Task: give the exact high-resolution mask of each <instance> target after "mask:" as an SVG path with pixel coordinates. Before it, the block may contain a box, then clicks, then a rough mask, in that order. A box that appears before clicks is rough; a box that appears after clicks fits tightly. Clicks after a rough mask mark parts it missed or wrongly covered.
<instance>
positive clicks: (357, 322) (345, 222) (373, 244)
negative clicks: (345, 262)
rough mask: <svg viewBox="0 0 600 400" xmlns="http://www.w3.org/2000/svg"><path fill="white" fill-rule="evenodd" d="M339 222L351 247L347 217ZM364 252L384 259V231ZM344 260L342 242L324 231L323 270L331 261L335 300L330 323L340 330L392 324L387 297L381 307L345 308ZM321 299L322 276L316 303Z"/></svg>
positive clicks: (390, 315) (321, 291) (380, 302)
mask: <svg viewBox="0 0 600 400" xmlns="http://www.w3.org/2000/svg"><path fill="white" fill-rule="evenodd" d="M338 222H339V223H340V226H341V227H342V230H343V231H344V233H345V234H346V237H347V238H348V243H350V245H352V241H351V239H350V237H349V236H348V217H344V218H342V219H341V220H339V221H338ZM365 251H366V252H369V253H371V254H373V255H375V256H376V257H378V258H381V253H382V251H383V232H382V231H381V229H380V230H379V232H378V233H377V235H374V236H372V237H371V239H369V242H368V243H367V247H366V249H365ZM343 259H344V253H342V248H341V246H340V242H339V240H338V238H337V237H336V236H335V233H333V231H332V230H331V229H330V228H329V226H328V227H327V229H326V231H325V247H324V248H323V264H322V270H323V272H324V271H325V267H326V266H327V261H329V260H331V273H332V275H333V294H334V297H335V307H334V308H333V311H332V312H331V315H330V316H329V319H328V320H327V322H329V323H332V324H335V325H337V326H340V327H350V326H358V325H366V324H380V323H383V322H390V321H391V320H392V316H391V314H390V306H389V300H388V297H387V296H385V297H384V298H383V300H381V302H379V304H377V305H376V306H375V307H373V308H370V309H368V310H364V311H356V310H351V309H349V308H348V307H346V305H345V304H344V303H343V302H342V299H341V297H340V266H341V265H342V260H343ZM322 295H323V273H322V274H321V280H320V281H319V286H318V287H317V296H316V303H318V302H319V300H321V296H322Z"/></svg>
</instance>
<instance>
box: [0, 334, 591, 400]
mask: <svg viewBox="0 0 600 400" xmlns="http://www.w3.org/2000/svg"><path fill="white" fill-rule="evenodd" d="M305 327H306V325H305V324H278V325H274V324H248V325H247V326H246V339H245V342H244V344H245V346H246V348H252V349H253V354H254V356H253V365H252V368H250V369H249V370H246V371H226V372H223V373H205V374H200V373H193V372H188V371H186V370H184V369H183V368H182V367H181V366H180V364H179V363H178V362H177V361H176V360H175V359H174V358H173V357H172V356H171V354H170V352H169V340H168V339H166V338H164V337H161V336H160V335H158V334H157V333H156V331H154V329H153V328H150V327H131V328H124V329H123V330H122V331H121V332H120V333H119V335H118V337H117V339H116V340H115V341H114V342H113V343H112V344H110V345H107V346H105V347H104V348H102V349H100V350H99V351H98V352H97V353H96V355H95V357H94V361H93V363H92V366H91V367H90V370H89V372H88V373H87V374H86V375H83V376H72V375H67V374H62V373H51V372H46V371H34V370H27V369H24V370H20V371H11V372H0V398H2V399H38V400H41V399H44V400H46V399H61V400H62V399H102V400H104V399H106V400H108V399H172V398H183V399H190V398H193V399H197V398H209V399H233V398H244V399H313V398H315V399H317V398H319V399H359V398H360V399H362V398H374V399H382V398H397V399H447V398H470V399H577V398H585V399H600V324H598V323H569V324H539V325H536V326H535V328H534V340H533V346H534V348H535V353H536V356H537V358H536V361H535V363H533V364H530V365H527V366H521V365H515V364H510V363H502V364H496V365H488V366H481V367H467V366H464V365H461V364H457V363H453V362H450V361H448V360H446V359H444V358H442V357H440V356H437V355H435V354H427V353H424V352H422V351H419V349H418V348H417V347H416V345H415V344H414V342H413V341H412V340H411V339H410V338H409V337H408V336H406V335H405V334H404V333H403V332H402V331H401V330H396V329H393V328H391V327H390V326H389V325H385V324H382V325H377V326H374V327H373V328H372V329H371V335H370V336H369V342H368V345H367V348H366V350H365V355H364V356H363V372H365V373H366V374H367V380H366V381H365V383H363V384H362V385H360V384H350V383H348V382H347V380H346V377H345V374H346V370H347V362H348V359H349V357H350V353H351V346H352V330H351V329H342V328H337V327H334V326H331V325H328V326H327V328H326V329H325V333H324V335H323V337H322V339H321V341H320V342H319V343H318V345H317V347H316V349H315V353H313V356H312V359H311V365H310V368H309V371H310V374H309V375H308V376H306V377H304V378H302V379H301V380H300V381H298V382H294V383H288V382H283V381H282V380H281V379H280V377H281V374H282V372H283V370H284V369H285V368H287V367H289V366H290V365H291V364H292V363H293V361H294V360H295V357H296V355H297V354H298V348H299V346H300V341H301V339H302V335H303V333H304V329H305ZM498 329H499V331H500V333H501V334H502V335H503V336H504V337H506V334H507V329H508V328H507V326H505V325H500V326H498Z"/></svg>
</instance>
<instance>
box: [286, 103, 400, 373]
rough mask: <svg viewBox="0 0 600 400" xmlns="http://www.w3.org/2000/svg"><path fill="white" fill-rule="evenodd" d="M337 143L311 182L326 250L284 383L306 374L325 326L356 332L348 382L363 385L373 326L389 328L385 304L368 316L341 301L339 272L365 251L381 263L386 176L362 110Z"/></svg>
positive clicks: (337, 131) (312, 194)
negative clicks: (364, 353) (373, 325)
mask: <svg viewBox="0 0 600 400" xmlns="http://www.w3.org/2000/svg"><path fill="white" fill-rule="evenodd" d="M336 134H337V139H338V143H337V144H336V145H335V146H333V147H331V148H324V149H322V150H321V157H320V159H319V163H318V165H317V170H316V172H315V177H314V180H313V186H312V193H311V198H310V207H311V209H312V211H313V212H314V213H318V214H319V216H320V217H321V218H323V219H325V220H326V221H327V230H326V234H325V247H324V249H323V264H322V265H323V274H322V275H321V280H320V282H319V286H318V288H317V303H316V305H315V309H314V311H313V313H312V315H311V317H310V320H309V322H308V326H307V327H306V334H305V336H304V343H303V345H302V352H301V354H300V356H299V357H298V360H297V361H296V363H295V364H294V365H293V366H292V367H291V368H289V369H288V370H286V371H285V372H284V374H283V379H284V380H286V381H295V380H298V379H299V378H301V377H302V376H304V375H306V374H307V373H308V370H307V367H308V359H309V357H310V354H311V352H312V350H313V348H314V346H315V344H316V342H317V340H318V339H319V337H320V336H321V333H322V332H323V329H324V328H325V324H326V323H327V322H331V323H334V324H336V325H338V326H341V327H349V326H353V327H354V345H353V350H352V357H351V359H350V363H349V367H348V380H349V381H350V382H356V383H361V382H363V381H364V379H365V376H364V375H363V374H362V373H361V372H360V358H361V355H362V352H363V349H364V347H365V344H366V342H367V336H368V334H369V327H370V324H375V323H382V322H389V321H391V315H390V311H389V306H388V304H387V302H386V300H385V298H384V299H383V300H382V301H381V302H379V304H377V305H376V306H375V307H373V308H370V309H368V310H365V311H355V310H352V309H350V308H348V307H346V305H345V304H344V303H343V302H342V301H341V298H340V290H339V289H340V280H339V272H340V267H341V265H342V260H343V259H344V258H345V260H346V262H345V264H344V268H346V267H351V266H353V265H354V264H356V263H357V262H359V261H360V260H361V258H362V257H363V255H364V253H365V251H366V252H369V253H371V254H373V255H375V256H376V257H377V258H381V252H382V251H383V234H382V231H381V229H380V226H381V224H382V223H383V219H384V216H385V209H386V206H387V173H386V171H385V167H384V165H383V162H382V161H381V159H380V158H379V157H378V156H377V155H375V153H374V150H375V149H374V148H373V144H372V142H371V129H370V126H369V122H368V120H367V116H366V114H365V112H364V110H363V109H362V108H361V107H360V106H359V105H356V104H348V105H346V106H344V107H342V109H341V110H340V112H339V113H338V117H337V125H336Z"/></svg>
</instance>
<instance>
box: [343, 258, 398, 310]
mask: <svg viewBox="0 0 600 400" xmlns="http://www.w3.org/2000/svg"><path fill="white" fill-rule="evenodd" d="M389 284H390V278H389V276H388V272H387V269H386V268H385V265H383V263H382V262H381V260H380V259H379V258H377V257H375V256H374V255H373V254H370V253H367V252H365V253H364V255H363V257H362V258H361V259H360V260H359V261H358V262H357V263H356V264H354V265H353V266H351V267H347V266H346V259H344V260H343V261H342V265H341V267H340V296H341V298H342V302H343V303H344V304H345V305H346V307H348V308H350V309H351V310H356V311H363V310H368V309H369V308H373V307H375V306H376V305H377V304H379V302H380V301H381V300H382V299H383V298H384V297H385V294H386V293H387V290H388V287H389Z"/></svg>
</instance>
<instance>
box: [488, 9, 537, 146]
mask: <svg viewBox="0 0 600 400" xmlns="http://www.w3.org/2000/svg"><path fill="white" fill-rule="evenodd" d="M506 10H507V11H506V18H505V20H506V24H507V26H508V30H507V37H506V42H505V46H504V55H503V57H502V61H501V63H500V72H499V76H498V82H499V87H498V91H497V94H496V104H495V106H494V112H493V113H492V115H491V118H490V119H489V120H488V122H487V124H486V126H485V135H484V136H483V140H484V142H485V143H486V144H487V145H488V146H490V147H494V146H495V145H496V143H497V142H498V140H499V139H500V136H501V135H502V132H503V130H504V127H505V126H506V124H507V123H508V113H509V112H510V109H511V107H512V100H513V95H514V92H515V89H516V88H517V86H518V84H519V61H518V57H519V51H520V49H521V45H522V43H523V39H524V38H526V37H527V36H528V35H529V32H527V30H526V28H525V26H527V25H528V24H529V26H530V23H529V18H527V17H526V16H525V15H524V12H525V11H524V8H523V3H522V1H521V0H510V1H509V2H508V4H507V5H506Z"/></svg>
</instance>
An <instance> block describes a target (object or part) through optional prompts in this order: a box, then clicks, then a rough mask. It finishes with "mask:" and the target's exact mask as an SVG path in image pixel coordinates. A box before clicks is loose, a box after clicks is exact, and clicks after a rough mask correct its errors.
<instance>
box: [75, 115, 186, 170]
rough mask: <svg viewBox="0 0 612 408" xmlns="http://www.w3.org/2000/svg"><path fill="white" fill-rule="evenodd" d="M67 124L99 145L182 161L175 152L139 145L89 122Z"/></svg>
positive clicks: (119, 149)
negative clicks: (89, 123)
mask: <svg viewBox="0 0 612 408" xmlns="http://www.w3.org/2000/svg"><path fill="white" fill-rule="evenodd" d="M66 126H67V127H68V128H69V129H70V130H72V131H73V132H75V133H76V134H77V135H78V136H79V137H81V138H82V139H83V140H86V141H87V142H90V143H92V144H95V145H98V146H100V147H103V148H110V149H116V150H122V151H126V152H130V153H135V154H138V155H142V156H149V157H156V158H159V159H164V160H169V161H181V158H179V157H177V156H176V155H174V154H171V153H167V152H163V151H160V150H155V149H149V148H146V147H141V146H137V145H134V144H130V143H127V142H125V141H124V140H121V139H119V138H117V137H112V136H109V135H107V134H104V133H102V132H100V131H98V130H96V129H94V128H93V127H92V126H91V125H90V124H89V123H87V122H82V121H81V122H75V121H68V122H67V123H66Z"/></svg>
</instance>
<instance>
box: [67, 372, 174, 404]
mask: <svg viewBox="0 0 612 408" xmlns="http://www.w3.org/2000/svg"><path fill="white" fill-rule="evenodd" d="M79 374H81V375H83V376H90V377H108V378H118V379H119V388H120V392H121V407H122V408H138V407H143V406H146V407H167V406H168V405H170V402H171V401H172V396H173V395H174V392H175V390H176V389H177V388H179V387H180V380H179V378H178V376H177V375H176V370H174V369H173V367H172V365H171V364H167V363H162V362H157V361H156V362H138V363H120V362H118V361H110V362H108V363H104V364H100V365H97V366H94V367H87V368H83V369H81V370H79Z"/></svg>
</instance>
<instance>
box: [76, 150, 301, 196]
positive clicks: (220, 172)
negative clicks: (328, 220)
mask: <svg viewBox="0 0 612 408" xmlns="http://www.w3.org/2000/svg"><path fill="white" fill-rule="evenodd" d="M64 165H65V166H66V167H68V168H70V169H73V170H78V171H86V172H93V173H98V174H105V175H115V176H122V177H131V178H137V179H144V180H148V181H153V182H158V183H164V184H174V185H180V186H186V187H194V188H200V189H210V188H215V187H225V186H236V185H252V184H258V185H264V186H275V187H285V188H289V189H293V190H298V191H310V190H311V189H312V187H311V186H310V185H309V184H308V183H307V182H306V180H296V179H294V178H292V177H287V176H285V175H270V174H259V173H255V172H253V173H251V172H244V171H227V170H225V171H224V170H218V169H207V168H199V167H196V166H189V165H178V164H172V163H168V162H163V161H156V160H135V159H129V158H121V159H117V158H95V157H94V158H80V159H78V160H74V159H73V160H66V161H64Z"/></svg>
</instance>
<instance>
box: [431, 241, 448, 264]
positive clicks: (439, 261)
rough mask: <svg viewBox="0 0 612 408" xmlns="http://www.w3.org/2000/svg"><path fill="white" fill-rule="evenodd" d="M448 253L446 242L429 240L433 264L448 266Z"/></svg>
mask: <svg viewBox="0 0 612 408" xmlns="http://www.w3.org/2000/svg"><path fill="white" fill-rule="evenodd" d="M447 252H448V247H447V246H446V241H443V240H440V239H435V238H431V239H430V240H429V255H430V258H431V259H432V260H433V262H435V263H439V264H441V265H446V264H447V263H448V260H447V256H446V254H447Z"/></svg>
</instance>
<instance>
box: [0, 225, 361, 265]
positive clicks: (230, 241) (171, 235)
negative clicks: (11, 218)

☆ ☆ ☆ ☆ ☆ ☆ ☆

To do:
How many lines in the data above contain the string "coordinates" with matching case? Reply with the number alone.

Output for this exercise:
2